§ Task 1
Copy the corrosion passage below verbatim, from "3.1.1. Corrosion Morphology" up to and including "in Figure 4.".

____

The conventional metal indoor corrosion evaluation method cannot be used for complex structural components. However, the evaluation method established in this thesis can be applied to the corrosion rate testing and evaluation of complex screen structures and components. The introduction of the area correction coefficient corrects the face-to-face ratio parameter for staggered structures, further improving the accuracy of the evaluation method.

3. Results and Discussion

3.1. Microscopic Morphology and Product Analysis

3.1.1. Corrosion Morphology of Basic Pipe

The base pipe samples of the same type were taken and placed in a reactor with CO2 partial pressures of 1.5 MPa, 2.5 MPa, 4.5 MPa, 9.5 MPa, and 14.5 MPa, respectively, and the experimental time was 360 h, the temperature was 160 °C, and the water/gas ratio was 0.6 m3/104 m3. The surface corrosion morphology of the base pipes and the SEM images under the different conditions at the end of the experiments are shown in Figure 4.

____

§ Task 2
List every row below that contains the string "rear", treating uppercase and lowercase as distinct.

____

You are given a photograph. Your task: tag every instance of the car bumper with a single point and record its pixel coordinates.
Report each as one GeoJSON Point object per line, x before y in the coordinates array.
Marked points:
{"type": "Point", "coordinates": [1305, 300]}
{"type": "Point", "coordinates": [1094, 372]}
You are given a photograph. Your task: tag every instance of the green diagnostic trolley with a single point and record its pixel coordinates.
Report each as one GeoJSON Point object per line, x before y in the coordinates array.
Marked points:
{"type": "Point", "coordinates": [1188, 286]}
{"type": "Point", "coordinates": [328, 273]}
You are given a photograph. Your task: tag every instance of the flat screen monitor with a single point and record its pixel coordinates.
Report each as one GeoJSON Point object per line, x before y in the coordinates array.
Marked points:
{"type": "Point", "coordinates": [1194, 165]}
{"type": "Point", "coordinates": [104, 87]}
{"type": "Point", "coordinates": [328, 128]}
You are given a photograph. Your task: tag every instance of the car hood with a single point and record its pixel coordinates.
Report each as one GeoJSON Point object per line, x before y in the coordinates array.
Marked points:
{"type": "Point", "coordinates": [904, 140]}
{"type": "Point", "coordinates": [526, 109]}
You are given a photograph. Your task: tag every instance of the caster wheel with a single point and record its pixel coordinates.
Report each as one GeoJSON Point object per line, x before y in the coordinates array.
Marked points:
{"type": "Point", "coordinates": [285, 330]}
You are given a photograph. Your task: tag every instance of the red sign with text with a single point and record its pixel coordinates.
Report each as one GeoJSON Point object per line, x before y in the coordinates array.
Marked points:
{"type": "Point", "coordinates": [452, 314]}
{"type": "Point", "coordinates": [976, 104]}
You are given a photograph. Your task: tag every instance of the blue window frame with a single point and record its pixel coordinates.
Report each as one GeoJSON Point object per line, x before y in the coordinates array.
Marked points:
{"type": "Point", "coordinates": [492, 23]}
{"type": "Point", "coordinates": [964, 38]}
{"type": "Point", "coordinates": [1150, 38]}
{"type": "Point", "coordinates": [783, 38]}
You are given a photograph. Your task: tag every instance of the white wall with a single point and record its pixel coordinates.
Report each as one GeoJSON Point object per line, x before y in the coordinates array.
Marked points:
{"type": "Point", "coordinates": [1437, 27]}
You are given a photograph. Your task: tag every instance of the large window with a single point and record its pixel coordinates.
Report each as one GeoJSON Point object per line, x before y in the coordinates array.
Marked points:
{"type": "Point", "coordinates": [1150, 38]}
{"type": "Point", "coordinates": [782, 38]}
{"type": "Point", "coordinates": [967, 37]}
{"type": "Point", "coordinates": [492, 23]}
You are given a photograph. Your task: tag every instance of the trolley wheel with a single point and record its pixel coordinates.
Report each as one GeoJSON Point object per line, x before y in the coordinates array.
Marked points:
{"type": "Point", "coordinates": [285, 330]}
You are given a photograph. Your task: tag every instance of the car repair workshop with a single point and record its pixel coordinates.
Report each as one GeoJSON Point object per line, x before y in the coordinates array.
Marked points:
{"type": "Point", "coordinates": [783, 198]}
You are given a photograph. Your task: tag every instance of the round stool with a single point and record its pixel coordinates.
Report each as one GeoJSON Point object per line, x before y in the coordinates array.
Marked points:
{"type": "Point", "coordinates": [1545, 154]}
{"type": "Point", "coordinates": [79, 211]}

____

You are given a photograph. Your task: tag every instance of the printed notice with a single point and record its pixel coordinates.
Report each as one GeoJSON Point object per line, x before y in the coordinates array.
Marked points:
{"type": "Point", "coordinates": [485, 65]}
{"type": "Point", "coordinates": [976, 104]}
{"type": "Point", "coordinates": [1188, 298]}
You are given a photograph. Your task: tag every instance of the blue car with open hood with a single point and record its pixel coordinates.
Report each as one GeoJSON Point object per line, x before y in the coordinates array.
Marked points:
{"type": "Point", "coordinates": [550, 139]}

____

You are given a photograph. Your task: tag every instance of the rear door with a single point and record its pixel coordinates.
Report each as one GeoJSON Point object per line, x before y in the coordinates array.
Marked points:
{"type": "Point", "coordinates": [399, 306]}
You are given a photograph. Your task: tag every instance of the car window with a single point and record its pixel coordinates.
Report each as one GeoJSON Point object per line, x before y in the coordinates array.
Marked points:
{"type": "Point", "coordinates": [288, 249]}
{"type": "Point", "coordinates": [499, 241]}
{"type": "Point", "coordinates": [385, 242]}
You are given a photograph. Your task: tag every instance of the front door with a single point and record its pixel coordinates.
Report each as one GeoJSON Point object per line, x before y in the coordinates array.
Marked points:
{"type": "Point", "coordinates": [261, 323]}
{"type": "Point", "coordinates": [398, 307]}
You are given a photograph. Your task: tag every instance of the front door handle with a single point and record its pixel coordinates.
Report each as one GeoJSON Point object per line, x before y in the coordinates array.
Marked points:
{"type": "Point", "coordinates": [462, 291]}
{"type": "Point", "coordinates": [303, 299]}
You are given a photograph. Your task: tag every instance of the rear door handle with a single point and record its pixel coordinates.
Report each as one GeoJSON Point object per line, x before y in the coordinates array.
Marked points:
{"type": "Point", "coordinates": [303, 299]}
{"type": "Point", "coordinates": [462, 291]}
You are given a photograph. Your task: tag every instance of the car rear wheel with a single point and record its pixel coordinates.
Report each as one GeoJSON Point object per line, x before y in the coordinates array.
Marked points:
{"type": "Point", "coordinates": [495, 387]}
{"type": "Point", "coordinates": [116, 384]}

____

§ Written response 1
3.1.1. Corrosion Morphology of Basic Pipe

The base pipe samples of the same type were taken and placed in a reactor with CO2 partial pressures of 1.5 MPa, 2.5 MPa, 4.5 MPa, 9.5 MPa, and 14.5 MPa, respectively, and the experimental time was 360 h, the temperature was 160 °C, and the water/gas ratio was 0.6 m3/104 m3. The surface corrosion morphology of the base pipes and the SEM images under the different conditions at the end of the experiments are shown in Figure 4.

§ Written response 2
You are given a photograph. Your task: tag every instance of the rear door with a single point and record its pixel coordinates.
You are given a photograph. Your task: tag every instance of the rear door handle with a single point and record its pixel coordinates.
You are given a photograph. Your task: tag every instance of the car rear wheel with a single point and record its pixel coordinates.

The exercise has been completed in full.